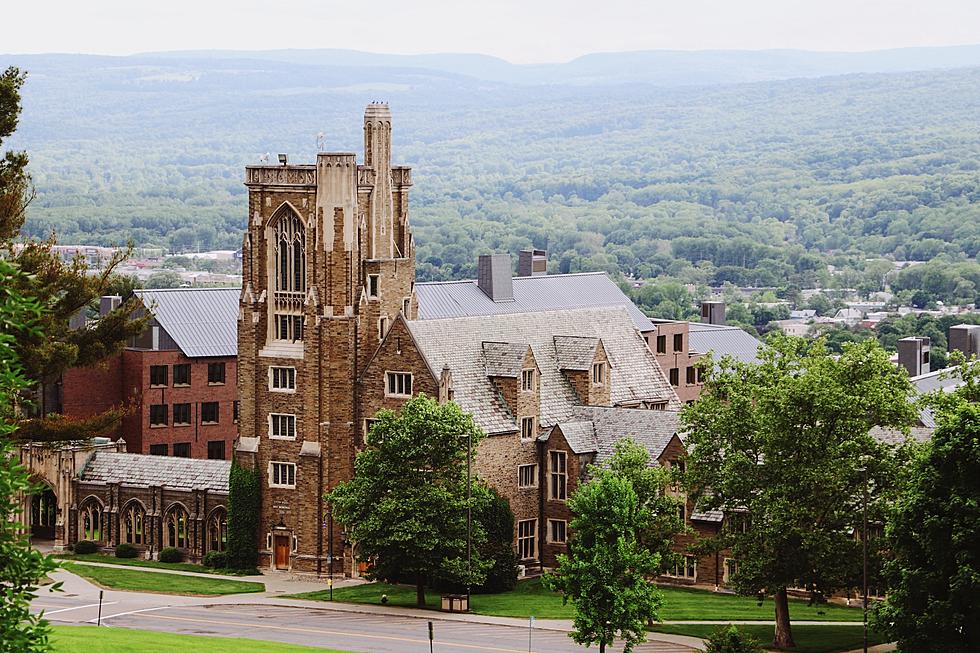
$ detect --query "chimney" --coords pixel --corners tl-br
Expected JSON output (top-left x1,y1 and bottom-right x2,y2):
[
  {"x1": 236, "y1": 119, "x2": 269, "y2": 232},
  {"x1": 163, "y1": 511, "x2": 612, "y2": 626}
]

========

**What you will do:** Rewrite the listing with "chimney" replaced by "roof" and everything else unchanged. Leave out the pictures.

**Exercise answer:**
$ detect --query "roof" --coords pixel --corners tl-br
Expected JSON output (top-left x1,y1 and bottom-right x2,y2):
[
  {"x1": 236, "y1": 119, "x2": 269, "y2": 232},
  {"x1": 163, "y1": 511, "x2": 612, "y2": 626}
]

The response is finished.